↓↓↓

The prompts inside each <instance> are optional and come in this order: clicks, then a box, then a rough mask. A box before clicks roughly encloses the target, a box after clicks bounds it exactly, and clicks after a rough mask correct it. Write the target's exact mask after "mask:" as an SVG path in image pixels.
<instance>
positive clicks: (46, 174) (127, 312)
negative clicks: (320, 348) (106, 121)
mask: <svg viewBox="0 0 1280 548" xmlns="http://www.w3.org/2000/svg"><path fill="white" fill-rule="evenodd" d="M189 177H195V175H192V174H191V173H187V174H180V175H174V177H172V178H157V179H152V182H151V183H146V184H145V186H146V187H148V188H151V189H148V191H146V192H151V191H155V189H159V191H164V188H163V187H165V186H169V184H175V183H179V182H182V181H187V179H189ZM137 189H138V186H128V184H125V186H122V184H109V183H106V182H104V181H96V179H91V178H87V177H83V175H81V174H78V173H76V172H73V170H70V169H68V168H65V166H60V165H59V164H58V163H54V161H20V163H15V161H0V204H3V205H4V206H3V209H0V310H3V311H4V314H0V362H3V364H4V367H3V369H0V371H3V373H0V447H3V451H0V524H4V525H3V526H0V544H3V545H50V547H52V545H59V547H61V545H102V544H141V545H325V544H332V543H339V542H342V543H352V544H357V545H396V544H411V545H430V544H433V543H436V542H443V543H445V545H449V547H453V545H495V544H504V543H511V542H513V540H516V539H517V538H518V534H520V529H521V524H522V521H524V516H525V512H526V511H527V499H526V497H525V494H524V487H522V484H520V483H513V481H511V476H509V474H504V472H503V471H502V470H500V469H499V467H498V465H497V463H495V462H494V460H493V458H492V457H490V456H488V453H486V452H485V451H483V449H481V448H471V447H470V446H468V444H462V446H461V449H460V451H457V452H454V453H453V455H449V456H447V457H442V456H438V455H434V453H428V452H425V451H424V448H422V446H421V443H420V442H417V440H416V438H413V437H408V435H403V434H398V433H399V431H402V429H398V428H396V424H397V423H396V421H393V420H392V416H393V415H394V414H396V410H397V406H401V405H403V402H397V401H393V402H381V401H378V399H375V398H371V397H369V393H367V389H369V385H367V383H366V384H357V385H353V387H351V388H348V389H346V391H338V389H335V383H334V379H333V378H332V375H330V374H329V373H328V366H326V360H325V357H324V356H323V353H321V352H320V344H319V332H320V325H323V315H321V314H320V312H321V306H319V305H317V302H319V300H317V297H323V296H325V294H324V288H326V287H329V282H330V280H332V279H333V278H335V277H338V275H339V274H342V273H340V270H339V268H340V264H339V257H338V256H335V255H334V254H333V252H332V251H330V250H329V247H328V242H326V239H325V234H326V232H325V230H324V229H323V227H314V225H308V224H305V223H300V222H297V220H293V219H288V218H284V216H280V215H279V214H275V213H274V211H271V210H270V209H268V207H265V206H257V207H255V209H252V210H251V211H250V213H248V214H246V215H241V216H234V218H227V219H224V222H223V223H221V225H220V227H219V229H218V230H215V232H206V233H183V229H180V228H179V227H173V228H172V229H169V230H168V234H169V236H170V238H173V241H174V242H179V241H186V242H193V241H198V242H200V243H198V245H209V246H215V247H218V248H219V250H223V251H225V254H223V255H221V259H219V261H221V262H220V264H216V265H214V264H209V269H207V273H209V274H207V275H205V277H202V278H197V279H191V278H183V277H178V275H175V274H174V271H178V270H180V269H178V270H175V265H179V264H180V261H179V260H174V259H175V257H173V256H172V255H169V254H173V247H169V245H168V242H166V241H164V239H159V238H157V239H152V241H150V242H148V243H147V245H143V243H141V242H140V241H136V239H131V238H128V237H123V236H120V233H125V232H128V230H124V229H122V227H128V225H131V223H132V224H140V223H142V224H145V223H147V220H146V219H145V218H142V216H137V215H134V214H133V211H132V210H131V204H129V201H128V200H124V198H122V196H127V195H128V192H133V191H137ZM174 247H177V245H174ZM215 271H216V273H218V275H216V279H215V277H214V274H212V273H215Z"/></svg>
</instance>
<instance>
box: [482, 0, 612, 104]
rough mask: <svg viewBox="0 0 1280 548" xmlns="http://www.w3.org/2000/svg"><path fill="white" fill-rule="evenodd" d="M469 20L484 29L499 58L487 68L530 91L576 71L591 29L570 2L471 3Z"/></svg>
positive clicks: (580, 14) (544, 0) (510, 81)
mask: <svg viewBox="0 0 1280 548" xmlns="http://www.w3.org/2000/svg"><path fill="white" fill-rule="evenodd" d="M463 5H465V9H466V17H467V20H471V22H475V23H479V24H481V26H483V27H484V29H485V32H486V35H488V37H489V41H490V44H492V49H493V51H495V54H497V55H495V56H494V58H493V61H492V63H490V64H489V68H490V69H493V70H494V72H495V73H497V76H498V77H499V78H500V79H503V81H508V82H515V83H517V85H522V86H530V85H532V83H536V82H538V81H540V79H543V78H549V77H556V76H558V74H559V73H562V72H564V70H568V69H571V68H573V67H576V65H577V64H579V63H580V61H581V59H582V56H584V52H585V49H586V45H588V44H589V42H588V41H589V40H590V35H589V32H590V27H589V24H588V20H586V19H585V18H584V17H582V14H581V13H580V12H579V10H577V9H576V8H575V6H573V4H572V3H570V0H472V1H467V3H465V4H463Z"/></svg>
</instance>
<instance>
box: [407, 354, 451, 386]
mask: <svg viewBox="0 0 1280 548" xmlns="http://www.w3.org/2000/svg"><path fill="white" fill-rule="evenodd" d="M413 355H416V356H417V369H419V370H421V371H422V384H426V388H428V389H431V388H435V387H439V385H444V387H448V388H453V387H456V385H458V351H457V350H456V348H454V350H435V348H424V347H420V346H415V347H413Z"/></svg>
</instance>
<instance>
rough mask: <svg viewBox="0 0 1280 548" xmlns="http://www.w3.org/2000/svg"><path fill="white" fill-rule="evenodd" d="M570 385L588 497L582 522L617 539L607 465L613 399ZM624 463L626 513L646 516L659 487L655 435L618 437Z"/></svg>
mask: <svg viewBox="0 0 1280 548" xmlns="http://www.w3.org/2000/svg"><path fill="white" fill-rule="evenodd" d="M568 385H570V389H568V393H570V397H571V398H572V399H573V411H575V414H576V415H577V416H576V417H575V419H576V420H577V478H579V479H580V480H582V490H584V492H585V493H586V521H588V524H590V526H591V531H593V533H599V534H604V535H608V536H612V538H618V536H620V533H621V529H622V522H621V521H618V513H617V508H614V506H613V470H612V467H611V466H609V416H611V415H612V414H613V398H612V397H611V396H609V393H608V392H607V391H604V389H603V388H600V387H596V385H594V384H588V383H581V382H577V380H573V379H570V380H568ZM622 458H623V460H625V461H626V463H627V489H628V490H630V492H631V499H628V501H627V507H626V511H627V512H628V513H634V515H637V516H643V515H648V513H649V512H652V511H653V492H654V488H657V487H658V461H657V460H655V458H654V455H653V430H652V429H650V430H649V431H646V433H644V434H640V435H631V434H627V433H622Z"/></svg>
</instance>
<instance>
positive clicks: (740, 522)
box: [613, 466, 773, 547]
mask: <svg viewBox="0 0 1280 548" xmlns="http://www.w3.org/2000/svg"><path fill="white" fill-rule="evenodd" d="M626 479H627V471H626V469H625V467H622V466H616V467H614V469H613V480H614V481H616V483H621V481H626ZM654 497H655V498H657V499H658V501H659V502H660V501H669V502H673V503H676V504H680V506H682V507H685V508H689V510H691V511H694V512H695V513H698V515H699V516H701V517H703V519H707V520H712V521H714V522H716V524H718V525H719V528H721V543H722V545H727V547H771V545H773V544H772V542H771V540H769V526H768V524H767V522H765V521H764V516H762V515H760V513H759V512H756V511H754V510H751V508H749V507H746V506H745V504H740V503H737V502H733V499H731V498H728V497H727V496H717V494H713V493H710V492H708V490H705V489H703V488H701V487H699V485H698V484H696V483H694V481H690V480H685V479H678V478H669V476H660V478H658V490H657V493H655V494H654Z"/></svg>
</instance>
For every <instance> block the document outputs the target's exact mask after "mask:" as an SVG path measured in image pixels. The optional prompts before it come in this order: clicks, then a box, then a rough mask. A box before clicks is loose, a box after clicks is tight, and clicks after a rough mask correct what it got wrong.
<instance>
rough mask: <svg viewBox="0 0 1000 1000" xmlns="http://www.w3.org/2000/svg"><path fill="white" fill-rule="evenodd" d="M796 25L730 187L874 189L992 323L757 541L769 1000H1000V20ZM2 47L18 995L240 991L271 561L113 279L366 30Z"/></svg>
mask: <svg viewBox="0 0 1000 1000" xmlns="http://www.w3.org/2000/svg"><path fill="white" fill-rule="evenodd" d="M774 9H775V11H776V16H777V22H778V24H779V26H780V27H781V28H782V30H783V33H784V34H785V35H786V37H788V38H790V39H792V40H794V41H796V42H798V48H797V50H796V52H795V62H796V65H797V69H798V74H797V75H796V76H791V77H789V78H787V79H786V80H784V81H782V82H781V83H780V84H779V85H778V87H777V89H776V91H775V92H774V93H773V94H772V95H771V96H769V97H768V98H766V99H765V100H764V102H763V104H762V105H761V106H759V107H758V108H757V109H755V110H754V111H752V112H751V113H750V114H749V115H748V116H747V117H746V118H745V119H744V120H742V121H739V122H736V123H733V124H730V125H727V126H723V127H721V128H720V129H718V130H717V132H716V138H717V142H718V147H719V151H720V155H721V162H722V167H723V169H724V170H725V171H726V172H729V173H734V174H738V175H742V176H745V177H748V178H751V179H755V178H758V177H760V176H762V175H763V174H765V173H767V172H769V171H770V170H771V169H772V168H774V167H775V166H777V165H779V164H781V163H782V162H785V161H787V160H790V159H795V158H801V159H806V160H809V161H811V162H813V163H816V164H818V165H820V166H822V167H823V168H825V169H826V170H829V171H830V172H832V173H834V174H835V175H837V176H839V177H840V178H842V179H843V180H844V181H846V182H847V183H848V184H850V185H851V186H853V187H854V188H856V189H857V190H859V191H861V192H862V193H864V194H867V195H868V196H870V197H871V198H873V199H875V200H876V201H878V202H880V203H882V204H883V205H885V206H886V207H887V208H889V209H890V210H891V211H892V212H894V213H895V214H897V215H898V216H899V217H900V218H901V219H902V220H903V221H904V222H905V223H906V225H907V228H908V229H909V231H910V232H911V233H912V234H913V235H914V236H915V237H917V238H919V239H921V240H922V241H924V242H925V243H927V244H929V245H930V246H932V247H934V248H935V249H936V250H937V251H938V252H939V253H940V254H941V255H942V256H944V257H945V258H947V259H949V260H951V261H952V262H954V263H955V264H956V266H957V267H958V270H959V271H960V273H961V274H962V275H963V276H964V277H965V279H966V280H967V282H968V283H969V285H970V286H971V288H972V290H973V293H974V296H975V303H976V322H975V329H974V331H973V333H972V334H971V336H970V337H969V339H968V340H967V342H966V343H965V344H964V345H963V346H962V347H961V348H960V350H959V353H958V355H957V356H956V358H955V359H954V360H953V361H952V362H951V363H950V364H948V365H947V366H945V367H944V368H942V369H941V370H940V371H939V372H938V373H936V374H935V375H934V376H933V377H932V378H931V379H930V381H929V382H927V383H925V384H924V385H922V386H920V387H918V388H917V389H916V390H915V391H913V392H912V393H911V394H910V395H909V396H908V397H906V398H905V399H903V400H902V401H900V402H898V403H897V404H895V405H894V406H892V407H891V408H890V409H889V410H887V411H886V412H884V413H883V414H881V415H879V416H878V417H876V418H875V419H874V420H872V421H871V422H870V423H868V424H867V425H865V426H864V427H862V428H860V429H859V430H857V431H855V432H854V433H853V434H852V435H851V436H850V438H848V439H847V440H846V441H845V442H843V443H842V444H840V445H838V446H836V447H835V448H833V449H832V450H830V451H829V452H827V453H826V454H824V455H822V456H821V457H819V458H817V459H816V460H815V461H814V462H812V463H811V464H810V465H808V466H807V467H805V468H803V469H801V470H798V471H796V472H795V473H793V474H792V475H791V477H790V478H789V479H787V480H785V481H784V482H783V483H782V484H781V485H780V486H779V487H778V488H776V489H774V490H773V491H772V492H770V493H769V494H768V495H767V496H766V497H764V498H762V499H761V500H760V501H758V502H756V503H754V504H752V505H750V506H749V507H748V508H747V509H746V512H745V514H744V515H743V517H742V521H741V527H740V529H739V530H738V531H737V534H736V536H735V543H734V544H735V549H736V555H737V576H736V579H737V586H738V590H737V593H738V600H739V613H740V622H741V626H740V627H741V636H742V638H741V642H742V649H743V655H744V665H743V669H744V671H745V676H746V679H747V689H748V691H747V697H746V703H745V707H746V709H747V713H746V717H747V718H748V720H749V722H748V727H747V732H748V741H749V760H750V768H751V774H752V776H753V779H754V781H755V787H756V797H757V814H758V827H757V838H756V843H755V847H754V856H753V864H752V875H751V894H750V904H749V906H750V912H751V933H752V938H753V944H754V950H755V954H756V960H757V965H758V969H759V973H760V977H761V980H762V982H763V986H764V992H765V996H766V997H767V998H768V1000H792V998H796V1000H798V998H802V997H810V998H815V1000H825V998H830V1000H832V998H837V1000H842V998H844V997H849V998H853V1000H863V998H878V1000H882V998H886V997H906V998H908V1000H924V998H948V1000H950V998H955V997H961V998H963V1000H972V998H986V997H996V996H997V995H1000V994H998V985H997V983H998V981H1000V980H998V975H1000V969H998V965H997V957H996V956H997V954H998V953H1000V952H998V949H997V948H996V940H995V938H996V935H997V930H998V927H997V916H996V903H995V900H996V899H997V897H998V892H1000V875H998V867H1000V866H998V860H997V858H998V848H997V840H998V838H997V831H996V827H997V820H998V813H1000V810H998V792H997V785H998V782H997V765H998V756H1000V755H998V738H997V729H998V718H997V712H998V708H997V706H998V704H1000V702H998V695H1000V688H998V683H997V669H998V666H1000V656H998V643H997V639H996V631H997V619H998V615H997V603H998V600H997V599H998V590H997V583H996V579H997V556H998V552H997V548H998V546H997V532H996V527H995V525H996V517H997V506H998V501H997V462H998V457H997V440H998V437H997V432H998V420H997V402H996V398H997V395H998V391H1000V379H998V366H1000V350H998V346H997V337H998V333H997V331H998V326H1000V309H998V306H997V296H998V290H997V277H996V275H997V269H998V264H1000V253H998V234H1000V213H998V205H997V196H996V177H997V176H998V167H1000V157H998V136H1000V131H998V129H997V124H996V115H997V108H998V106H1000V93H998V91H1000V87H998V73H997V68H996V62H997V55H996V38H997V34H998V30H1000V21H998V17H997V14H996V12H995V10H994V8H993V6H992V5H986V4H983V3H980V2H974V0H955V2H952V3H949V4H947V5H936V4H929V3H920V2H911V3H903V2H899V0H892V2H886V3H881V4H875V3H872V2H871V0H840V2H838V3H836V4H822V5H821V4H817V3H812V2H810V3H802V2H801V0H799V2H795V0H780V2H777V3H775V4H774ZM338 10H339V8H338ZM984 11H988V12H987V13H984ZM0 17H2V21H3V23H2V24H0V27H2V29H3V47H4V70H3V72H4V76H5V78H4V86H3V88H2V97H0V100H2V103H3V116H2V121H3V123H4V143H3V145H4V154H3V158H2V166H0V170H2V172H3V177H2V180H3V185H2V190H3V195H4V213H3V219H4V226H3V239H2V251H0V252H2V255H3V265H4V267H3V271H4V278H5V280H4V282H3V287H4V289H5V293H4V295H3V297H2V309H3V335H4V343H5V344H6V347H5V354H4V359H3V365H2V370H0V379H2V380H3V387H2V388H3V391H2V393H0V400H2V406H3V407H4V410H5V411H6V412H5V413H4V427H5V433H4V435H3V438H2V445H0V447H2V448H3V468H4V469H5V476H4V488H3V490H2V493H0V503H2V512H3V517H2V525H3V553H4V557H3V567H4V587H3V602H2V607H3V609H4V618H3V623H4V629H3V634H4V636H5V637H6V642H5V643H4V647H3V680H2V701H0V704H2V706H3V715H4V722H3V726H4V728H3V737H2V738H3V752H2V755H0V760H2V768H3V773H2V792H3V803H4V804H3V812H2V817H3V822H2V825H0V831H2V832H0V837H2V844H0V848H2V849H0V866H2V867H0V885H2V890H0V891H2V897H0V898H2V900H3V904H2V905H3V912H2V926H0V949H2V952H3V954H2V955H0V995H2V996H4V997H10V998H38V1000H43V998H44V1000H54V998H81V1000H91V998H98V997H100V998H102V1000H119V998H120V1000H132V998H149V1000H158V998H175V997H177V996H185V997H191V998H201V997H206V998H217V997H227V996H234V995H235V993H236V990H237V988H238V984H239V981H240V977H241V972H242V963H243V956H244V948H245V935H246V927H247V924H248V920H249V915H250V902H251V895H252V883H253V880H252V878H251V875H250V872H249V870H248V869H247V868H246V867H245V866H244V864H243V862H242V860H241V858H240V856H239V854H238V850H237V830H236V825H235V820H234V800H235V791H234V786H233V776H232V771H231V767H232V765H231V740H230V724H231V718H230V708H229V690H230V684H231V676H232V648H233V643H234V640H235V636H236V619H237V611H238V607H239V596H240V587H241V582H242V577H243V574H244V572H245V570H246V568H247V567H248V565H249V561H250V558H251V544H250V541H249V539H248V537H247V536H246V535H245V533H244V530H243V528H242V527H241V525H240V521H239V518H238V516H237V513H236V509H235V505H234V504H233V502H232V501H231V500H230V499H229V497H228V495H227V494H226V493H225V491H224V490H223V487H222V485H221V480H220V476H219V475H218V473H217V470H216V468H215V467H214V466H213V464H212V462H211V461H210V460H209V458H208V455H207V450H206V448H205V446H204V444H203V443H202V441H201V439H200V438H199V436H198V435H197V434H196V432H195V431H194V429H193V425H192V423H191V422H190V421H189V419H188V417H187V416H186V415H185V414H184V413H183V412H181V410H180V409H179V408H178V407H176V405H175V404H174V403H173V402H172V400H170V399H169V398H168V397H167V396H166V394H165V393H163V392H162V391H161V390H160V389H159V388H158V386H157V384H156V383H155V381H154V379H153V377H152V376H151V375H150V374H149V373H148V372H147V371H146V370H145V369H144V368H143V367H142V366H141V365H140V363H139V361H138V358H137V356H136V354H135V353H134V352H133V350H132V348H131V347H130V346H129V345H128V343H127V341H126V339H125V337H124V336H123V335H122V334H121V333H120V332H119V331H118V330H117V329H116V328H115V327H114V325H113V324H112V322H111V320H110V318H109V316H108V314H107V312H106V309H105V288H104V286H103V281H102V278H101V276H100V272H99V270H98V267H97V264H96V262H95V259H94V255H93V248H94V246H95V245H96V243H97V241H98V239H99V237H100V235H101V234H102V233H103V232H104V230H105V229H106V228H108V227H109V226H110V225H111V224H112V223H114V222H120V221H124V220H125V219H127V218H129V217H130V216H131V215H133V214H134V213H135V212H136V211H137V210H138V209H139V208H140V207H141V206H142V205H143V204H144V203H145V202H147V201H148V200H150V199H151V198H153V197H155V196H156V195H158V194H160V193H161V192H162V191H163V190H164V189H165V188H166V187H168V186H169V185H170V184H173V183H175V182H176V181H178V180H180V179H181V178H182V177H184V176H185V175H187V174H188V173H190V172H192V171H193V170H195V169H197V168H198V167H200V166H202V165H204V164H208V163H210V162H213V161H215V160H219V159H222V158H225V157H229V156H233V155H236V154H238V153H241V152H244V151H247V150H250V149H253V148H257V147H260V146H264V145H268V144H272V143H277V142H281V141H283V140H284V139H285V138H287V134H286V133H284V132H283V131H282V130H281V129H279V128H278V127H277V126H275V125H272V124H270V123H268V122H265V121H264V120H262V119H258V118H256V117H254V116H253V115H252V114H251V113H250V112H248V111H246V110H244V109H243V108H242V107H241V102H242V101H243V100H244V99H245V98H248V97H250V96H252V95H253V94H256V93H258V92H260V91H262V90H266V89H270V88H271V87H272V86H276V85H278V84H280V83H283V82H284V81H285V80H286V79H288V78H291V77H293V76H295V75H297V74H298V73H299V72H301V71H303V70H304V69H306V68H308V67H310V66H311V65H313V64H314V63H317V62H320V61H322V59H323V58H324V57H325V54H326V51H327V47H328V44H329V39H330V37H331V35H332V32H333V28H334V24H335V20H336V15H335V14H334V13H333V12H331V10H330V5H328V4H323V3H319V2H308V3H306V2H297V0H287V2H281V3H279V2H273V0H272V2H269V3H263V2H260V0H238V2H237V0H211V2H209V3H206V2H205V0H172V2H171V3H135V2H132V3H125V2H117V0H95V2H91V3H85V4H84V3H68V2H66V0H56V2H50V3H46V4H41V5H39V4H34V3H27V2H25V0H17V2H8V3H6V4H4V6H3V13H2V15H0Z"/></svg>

↑↑↑

A count is needed of the lines in this data that contain "positive"; give the number and no other text.

- **RESULT**
3